What is expected:
Write each line out exactly, leaving none out.
## Begin
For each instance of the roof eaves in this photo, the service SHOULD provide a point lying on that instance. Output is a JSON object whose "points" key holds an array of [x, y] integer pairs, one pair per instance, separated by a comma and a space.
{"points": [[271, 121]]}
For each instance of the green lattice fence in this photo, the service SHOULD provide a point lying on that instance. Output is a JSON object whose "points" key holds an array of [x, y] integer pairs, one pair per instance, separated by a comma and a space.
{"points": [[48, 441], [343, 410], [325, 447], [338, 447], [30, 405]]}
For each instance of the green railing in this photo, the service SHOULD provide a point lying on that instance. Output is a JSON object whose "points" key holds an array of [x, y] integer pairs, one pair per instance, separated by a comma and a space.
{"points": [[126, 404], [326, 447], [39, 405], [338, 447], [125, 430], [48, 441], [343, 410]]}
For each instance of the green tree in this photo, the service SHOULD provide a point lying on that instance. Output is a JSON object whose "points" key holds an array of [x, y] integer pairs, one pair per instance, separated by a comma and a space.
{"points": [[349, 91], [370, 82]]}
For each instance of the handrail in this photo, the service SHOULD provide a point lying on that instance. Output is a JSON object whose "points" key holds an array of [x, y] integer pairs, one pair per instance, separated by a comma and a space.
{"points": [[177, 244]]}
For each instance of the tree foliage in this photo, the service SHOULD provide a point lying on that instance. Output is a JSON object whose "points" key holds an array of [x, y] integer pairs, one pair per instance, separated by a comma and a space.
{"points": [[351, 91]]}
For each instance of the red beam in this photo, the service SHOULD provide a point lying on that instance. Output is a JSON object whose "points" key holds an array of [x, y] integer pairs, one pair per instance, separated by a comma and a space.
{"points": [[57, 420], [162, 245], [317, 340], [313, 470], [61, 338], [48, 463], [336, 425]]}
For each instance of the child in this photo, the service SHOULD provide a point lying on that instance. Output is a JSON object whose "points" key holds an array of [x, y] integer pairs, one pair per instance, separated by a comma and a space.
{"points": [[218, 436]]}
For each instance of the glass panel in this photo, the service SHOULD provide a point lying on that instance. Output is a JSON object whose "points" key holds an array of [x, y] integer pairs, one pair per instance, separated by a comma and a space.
## End
Complete response:
For each instance of the roof eaves in this photo, the service SHOULD provide a point lying on that instance. Output is a JSON object whose "points" key holds an array of [x, y] integer pairs, one pair per instance, separated by a comma and a space.
{"points": [[271, 121]]}
For each instance of the green lattice fence in this photo, the service SHOULD provide a point lying on that instance. Output is a JSON object whose "points" key holds an array of [x, y] integer pairs, one pair per instance, separated by a comma and a space.
{"points": [[48, 441], [343, 410], [325, 447], [338, 447], [30, 405]]}
For each instance of the green railing in this photo, the service SHOULD provide a point lying on that instance. Output is a JSON object whose "points" key holds an array of [x, y] integer pairs, one pair per instance, separated by a comma and a space.
{"points": [[126, 404], [326, 447], [39, 405], [338, 447], [125, 430], [48, 441], [343, 410]]}
For each instance of the green tree in this photo, the service SHOULD provide a point lying on that instance. Output is a JSON object whose "points" key holds an array of [x, y] integer pairs, one pair per instance, separated by a comma and a space.
{"points": [[349, 91], [370, 82]]}
For each instance of the handrail in this photo, the service SHOULD provide a point lying on that instance. Output is a JSON object whose "points" key holds an array of [x, y] integer pairs, one pair per instance, separated by a comma and a space.
{"points": [[177, 244]]}
For each instance of the tree foliage in this photo, the service SHOULD provide a point lying on that instance. Output is a JSON object whose "points" key holds an array of [x, y] integer pairs, one pair per instance, separated by a comma and a space.
{"points": [[351, 91]]}
For each instance of the red beam in this photo, the service SHOULD provide a point lying on that instance. Output is a JSON object whose "points" key holds an array of [x, y] integer pairs, one pair per instance, separated by a comma and a space.
{"points": [[57, 420], [162, 245], [317, 340], [313, 470], [61, 338], [48, 463], [336, 425]]}
For each instance of the child in this photo, the service SHOULD provide a point lying on that instance. Output is a JSON object whose "points" key holds an array of [x, y] integer pairs, one pair per instance, separated by a comma and a space.
{"points": [[218, 436]]}
For each instance of the glass panel in this photo, the service SHOULD provide a point lying on that instance. Output is a JSON object whose "points" key holds an array of [x, y] integer pairs, one pair per instance, separated by a comma and a space.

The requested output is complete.